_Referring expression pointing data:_

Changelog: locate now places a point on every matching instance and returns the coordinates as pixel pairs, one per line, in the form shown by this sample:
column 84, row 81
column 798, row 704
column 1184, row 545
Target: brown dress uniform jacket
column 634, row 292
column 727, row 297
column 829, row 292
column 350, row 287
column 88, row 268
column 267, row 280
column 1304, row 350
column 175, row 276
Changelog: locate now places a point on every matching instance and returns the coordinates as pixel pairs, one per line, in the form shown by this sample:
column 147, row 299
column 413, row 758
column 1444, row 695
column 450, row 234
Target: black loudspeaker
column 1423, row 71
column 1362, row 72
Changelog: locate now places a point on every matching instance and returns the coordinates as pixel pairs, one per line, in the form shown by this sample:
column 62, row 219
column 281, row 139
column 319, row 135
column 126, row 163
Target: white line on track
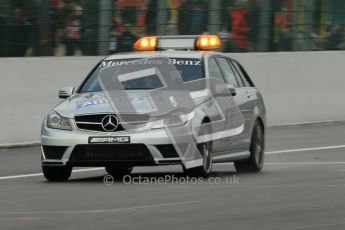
column 270, row 152
column 41, row 174
column 104, row 210
column 307, row 149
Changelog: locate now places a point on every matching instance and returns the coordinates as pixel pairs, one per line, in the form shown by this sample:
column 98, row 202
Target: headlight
column 55, row 121
column 175, row 120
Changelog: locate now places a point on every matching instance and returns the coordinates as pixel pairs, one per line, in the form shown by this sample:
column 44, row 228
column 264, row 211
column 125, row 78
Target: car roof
column 169, row 54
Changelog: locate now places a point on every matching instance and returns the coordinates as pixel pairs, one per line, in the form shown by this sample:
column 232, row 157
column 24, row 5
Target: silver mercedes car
column 84, row 131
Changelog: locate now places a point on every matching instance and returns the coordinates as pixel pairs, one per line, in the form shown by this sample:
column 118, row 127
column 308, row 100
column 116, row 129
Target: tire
column 118, row 171
column 257, row 152
column 57, row 173
column 204, row 170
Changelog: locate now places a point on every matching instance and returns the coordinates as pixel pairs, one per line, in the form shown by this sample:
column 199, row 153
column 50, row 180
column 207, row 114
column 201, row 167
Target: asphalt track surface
column 302, row 186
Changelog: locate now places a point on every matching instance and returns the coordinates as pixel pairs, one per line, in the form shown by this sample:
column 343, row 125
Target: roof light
column 207, row 42
column 173, row 42
column 146, row 44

_What the task asks:_
Each record above should come back exactly the same, only without its pictures.

_Worked solution:_
Changelog: locate now places a point on every matching instance and returns the coordinates as pixel pairs, one per line, in the form shown by this sample:
column 84, row 81
column 798, row 704
column 1184, row 545
Target: brown dress uniform jacket
column 634, row 292
column 727, row 297
column 829, row 292
column 350, row 287
column 88, row 268
column 267, row 280
column 1304, row 350
column 175, row 276
Changelog: locate now places a point on every matching instance and returns the coordinates as pixel pairs, one per line, in the form shown by this sample:
column 147, row 299
column 413, row 758
column 1444, row 695
column 450, row 234
Target: black loudspeaker
column 1423, row 71
column 1362, row 72
Changelog: locate now places a point on every matching instance and returns the coordinates as pixel pairs, one per line, in the form shown by this sample:
column 62, row 219
column 281, row 139
column 319, row 135
column 126, row 163
Target: white line on track
column 270, row 152
column 41, row 174
column 104, row 210
column 307, row 149
Changelog: locate now places a point on every matching instance and returns the coordinates as pixel pairs, one per line, in the form shown by this sample:
column 98, row 202
Target: headlight
column 55, row 121
column 175, row 120
Changelog: locate now places a point on every matching instance and returns the coordinates as pixel pairs, one per line, in the form shown by this sample:
column 44, row 228
column 264, row 211
column 125, row 78
Target: car roof
column 169, row 54
Changelog: locate now places a point on every matching instance and returns the coordinates as pixel pairs, one per line, in the form shown by this sample:
column 232, row 157
column 24, row 5
Target: silver mercedes car
column 84, row 131
Changelog: locate now places a point on every matching instance and returns the coordinates as pixel pairs, one per line, in the form shown by this sample:
column 118, row 127
column 308, row 100
column 116, row 129
Target: tire
column 118, row 171
column 257, row 152
column 57, row 173
column 204, row 170
Changelog: locate now places a point on every matching instance and returns the coordinates as pixel pairs, one per line, in the form shown by this sample:
column 199, row 153
column 50, row 180
column 207, row 114
column 201, row 167
Target: asphalt track surface
column 302, row 186
Changelog: locate now places a point on every matching instance and returns the coordinates as pixel pairs, one per line, in the form shown by this sample:
column 343, row 125
Target: roof light
column 207, row 42
column 173, row 42
column 146, row 44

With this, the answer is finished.